→ **Provided records**:
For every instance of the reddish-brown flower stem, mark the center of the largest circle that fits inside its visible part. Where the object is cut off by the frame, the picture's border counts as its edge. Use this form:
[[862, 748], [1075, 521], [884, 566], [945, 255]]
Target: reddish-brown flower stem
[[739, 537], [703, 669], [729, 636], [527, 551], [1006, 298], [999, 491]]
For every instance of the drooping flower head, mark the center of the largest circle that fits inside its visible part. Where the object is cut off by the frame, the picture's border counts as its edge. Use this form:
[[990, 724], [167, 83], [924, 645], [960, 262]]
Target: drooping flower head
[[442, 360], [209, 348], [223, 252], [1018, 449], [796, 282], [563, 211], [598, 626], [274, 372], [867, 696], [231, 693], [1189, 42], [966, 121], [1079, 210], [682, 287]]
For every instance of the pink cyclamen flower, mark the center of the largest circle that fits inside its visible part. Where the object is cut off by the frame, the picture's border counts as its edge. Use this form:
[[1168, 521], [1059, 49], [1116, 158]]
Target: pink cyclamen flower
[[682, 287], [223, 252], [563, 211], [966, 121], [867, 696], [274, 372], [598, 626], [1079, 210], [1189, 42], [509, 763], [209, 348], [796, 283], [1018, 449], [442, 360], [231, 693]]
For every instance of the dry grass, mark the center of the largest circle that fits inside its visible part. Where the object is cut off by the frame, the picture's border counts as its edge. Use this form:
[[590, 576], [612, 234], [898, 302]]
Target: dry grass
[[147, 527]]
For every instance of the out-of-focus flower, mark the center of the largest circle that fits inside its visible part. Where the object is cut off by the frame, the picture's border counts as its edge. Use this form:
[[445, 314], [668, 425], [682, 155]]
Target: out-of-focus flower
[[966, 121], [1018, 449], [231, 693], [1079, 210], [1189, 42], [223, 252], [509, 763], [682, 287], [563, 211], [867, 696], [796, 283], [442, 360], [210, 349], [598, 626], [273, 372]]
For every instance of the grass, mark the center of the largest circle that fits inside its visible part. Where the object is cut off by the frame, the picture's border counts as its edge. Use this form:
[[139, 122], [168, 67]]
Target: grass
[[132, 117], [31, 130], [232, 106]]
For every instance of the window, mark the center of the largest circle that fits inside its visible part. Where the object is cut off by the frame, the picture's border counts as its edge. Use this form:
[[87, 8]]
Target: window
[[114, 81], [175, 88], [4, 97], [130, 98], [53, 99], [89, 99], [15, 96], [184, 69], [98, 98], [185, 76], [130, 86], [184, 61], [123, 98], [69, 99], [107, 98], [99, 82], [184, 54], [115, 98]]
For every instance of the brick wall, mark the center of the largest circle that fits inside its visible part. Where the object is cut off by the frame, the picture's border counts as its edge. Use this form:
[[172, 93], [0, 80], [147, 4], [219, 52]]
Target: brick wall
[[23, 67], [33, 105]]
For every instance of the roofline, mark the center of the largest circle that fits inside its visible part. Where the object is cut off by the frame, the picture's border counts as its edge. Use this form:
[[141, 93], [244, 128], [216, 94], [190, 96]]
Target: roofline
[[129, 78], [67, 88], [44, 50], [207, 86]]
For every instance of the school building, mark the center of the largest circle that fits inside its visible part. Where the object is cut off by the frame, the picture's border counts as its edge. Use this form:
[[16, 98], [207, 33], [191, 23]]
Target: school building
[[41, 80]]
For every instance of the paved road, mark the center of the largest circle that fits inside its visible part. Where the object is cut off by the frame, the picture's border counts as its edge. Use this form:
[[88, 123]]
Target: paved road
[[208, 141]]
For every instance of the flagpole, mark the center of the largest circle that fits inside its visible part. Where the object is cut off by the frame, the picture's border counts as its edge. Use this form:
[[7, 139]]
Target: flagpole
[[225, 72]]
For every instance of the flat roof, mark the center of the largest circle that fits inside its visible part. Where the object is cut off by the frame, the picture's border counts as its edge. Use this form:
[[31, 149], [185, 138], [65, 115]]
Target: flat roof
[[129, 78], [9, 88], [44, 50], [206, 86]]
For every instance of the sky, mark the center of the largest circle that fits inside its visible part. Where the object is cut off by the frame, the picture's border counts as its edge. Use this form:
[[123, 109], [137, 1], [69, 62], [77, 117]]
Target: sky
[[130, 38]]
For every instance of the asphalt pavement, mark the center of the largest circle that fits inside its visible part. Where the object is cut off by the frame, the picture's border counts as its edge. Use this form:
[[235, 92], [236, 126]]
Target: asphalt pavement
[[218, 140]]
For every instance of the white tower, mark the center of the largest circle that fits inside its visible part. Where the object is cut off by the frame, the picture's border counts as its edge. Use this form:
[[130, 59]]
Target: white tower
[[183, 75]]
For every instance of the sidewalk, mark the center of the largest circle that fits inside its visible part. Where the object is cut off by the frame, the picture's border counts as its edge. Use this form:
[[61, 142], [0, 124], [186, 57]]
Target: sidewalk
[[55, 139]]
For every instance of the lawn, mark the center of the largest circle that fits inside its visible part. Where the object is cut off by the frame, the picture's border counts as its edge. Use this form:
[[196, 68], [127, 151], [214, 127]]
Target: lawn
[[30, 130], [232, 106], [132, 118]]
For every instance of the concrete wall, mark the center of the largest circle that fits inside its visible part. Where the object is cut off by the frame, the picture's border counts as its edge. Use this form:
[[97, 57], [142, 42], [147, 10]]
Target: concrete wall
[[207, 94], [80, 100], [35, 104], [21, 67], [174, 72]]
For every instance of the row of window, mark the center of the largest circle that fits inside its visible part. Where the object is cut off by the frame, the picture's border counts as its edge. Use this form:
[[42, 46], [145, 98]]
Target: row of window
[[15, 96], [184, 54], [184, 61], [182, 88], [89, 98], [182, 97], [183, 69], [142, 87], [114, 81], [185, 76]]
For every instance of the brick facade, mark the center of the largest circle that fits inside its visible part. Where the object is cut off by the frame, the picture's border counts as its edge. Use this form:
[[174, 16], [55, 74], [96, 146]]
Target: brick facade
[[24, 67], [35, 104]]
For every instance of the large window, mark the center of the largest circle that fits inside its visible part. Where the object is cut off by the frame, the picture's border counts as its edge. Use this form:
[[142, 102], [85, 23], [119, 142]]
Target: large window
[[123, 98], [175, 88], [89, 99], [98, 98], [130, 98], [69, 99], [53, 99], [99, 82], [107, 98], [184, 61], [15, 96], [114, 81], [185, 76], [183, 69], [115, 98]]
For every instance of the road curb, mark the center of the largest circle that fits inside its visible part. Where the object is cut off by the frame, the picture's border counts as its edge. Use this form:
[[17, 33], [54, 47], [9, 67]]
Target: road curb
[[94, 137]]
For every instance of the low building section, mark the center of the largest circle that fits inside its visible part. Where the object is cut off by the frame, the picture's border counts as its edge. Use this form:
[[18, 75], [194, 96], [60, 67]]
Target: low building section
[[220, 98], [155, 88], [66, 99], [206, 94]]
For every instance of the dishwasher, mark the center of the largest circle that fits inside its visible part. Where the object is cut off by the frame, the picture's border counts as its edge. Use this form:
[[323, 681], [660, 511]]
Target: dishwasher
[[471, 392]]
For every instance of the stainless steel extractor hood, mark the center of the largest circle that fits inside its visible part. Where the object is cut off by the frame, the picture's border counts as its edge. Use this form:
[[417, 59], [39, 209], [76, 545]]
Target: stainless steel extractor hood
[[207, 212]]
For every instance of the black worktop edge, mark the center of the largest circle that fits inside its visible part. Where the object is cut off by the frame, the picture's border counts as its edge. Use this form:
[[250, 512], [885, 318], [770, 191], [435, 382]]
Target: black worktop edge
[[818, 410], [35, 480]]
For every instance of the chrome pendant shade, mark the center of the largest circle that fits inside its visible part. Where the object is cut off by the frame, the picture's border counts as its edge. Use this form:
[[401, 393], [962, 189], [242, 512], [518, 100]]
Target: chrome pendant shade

→ **Written request**: Rewrite the lines from the one containing "For every instance of the dry" through the one containing "[[147, 527]]", inclusive, switching "dry grass" to "dead grass" and leaving everything else unchanged.

→ **Expected answer**:
For every instance of the dead grass, mark the center of the largest circle that fits inside its visible part. Where the object is cut off by the frame, the picture's border counts as its edge. Use this form:
[[590, 576], [612, 234], [898, 302]]
Target: dead grass
[[147, 527]]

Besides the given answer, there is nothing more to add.